OBJECTIVE: Repeat every one of the records below verbatim, keeping each line in its original order.
— begin MATERIAL FOR THIS EXERCISE —
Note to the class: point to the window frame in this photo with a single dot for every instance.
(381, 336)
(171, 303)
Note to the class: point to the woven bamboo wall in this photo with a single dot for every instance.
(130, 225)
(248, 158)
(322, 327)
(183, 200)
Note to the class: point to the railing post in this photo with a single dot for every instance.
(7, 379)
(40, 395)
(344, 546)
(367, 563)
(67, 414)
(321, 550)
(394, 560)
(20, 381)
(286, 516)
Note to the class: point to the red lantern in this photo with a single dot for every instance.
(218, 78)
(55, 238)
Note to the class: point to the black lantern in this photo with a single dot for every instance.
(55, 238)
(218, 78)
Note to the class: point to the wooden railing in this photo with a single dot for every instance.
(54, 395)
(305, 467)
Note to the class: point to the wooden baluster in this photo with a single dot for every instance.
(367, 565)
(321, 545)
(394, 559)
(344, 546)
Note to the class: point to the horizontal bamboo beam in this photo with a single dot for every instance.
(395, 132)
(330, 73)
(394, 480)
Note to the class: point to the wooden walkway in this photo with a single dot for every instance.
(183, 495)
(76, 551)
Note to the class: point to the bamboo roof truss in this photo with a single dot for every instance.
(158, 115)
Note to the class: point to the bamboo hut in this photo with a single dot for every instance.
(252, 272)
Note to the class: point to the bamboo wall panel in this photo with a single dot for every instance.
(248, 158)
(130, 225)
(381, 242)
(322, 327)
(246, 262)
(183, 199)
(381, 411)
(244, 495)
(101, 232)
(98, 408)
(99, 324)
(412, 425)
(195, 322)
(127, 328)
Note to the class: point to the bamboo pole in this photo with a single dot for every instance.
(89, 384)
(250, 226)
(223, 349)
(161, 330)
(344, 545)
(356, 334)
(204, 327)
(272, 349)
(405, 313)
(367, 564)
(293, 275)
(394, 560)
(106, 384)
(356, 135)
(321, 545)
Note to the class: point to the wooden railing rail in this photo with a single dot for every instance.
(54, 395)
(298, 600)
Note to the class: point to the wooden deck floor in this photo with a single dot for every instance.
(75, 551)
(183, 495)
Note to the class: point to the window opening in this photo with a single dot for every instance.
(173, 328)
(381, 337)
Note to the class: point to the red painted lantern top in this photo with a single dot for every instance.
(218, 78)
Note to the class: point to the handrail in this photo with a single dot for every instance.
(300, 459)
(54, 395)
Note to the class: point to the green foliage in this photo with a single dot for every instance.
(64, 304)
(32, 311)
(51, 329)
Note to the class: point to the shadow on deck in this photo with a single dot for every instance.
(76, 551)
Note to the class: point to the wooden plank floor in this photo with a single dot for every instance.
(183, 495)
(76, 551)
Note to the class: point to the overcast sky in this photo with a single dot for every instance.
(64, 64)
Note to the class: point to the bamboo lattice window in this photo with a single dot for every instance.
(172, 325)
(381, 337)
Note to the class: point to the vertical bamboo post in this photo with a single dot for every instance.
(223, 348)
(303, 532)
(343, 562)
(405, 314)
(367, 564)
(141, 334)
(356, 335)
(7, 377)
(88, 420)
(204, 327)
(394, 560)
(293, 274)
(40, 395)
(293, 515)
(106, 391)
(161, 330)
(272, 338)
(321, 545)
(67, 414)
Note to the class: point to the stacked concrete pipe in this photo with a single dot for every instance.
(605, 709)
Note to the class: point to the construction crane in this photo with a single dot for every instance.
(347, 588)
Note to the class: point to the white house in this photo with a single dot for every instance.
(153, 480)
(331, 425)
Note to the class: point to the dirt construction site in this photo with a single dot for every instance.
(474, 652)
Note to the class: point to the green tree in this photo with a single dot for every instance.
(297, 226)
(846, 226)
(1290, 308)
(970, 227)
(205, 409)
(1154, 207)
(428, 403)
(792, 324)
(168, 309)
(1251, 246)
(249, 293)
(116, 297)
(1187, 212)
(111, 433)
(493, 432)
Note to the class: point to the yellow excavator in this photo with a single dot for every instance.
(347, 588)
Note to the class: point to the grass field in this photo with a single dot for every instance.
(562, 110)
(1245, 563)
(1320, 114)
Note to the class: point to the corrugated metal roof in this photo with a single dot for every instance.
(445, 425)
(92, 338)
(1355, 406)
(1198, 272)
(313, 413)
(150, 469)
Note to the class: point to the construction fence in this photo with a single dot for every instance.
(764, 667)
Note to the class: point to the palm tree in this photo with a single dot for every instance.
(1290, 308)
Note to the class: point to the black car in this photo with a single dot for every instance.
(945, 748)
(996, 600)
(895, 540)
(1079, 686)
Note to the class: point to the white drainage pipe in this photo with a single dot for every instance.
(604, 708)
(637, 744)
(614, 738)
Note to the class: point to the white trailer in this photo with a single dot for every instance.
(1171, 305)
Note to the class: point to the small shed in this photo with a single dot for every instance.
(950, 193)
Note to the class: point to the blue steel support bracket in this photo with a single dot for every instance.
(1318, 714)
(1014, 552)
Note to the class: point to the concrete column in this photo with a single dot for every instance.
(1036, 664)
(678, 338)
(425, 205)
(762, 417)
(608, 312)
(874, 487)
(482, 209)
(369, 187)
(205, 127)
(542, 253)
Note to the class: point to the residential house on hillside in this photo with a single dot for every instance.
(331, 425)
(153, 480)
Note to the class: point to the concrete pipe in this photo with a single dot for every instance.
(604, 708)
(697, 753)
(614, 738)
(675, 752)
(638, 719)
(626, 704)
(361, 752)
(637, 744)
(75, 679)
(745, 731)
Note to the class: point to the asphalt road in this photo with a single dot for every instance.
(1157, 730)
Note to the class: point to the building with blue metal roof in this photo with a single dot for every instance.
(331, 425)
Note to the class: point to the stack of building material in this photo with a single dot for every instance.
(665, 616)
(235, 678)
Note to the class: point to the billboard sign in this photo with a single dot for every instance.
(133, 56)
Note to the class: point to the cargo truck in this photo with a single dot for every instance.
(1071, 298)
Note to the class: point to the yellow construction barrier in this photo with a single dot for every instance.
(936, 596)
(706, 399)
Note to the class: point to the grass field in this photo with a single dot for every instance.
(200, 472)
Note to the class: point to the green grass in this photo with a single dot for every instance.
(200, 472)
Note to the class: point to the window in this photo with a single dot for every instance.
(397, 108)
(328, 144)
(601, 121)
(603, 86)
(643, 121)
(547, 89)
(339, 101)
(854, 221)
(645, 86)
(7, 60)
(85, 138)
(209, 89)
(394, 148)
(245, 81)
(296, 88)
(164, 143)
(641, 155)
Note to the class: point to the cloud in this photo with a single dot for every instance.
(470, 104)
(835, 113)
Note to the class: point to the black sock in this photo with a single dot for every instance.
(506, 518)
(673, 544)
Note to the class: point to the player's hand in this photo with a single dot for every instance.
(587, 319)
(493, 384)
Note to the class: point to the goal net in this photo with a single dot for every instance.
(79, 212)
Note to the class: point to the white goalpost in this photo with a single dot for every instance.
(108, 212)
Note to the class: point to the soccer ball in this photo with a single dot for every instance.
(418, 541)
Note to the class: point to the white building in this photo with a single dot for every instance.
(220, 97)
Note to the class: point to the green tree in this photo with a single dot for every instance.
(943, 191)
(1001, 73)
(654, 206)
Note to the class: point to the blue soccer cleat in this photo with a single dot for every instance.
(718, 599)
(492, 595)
— end MATERIAL FOR THIS EXERCISE —
PROBLEM SOLUTION:
Note to the class: point to the window frame in this photo with a single dot for every instance.
(381, 336)
(171, 303)
Note to the class: point to the woven bamboo wall in this photo with a single dot for every instance.
(130, 225)
(248, 158)
(322, 327)
(183, 200)
Note to the class: point to the railing post in this photo with a single dot for every instance.
(7, 379)
(40, 395)
(344, 546)
(367, 563)
(67, 414)
(321, 550)
(394, 560)
(20, 381)
(286, 516)
Note to the class: point to the red lantern in this photo with a single dot for every instance.
(218, 78)
(55, 238)
Note to the class: point to the black lantern in this photo with a single dot for every instance.
(55, 238)
(218, 78)
Note to the class: point to the wooden railing in this photo with a single dot for every instance.
(54, 395)
(305, 467)
Note to the class: point to the wooden baluster in this photo with a single dot for every instance.
(367, 565)
(321, 545)
(394, 559)
(344, 546)
Note to the class: point to the horizontal bamboo beam in this photo with a single dot for every instance.
(395, 132)
(330, 73)
(394, 480)
Note to the class: point to the wooden walkway in this photo with a single dot for every instance.
(183, 495)
(76, 551)
Note to the class: point to the bamboo roof truss in this photo with a single dot for every instance.
(158, 115)
Note to the class: point to the bamboo hut in this photo with a single dot for every instance.
(252, 272)
Note to the class: point to the bamboo wall panel in this photo with a single dot for every instance.
(248, 158)
(130, 225)
(381, 242)
(322, 327)
(246, 262)
(183, 199)
(381, 411)
(244, 495)
(101, 232)
(98, 408)
(99, 324)
(412, 425)
(195, 322)
(127, 328)
Note to the class: point to the bamboo pole in this photo with a single dot for every instance.
(89, 384)
(250, 226)
(223, 349)
(161, 330)
(344, 545)
(356, 334)
(204, 327)
(272, 349)
(405, 313)
(367, 564)
(293, 275)
(394, 560)
(106, 384)
(356, 135)
(321, 545)
Note to the class: point to the wooden railing rail in this photo with a single dot for every instance.
(54, 395)
(298, 600)
Note to the class: point to the wooden deck floor in this photo with a single dot for every instance.
(75, 551)
(183, 495)
Note to the class: point to the window opening in this photo with a single dot for every instance.
(173, 328)
(381, 337)
Note to the class: point to the red painted lantern top in this photo with a single dot for every instance.
(218, 78)
Note to the class: point to the handrail in this photo with a single dot for every instance.
(300, 459)
(54, 395)
Note to the class: point to the green foliage in this photo with a single dot for every instance.
(64, 304)
(32, 311)
(51, 329)
Note to the class: point to the shadow on deck in this photo with a single dot for every instance.
(76, 551)
Note to the class: point to the wooden plank floor in this photo with a single dot for every instance.
(183, 495)
(76, 551)
Note to the class: point to the overcast sky in this photo with a single dot for every instance.
(64, 64)
Note to the class: point to the bamboo lattice window in this photo with a single dot for every instance.
(172, 325)
(381, 337)
Note to the class: point to the vertical bamboo post in this photo with a single dot for every instance.
(223, 348)
(303, 532)
(343, 562)
(405, 314)
(367, 564)
(141, 334)
(356, 335)
(7, 377)
(88, 420)
(204, 327)
(394, 560)
(293, 274)
(40, 395)
(293, 515)
(106, 391)
(161, 330)
(272, 338)
(321, 545)
(67, 414)
Note to the class: point to the stacked concrete pipe in this photo with a single dot for every instance.
(605, 709)
Note to the class: point to the construction crane in this photo with a single dot for every instance.
(347, 588)
Note to the class: point to the white house in this photo with a single dot for every instance.
(153, 480)
(331, 425)
Note to the class: point to the dirt construction site in this photo with a single dot for every instance.
(474, 652)
Note to the class: point to the green tree in this photo with a single dot for every instance.
(297, 226)
(846, 226)
(1290, 308)
(970, 227)
(205, 409)
(1154, 207)
(428, 403)
(792, 324)
(168, 309)
(1251, 246)
(249, 293)
(116, 297)
(1187, 212)
(111, 433)
(493, 432)
Note to the class: point to the yellow excavator in this photo with a single dot for every instance.
(347, 588)
Note to the class: point to the grass field in this photo with a single dot for every instance.
(562, 110)
(1245, 563)
(1320, 114)
Note to the class: point to the corrugated metal roof in this photo with a single dot for every instance.
(445, 425)
(92, 338)
(1355, 406)
(1198, 272)
(313, 413)
(150, 469)
Note to the class: point to the construction fence in this photo with a single dot for every instance.
(764, 667)
Note to the class: point to the palm tree in this photo with a single dot for every instance.
(1290, 308)
Note to the class: point to the black car in this photo with a single dot for every instance.
(945, 748)
(996, 600)
(895, 540)
(1079, 686)
Note to the class: point to the white drainage pipe in this photo with a single dot for every instance.
(604, 708)
(637, 744)
(614, 738)
Note to the class: point to the white trailer in this photo with a single dot for every instance.
(1171, 305)
Note to the class: point to the small shed in this photo with a single dot for every instance.
(950, 193)
Note to the class: point to the blue steel support bracket in this photo with a single dot for every instance.
(1318, 714)
(1014, 552)
Note to the class: point to the concrete column in this photo with a single dot for every instance.
(1036, 664)
(678, 338)
(425, 205)
(762, 417)
(608, 312)
(874, 487)
(482, 209)
(369, 187)
(205, 127)
(542, 253)
Note to the class: point to the residential house on hillside in this photo with a single dot for every instance.
(331, 425)
(153, 480)
Note to the class: point to the concrete pipe in this photo with a single dot for every instance.
(604, 708)
(697, 753)
(614, 738)
(675, 752)
(638, 719)
(626, 704)
(361, 752)
(637, 744)
(75, 679)
(745, 731)
Note to the class: point to the asphalt road in this photo with a single dot for every instance.
(1157, 730)
Note to the class: point to the building with blue metal roof in this photo with a single dot for every instance.
(331, 425)
Note to the class: point to the stack of building material in this photo with a single dot for every instance.
(665, 616)
(235, 678)
Note to the class: point to the billboard sign in this photo with a single dot for every instance.
(133, 56)
Note to the class: point to the cargo truck in this photo with a single dot for every instance.
(1071, 298)
Note to the class: point to the yellow construction barrier in this photo with a single dot for every instance.
(936, 596)
(706, 399)
Note to the class: point to the grass field in this photo with a single dot for every instance.
(200, 472)
Note to the class: point to the green grass in this photo with a single dot for every instance.
(200, 472)
Note to the class: point to the window in this photo with a single dot for every instance.
(397, 108)
(328, 144)
(601, 121)
(603, 86)
(643, 121)
(547, 89)
(339, 101)
(854, 221)
(645, 86)
(7, 60)
(85, 138)
(209, 89)
(394, 148)
(245, 81)
(296, 88)
(164, 143)
(641, 155)
Note to the class: point to the cloud in this photo with a single dot for every instance.
(470, 104)
(835, 113)
Note to the class: point to the black sock in this photo with a single dot for every instance.
(506, 518)
(673, 544)
Note to the class: point to the player's hand in this photo with a single dot for every instance.
(587, 319)
(493, 384)
Note to the class: point to the goal net in this photo with a single dot for every instance.
(79, 212)
Note to the class: point to the white goalpost in this photo with a single dot for every instance.
(108, 212)
Note to the class: point to the soccer ball in this photo with a single dot for every instance.
(418, 541)
Note to the class: point to the white building in this photo with a single dot for every instance.
(220, 97)
Note to the class: point to the green tree in this photo with a single dot for every instance.
(943, 191)
(1001, 73)
(654, 206)
Note to the class: point to the blue soccer cleat in this photo with a single dot for every instance.
(718, 599)
(492, 595)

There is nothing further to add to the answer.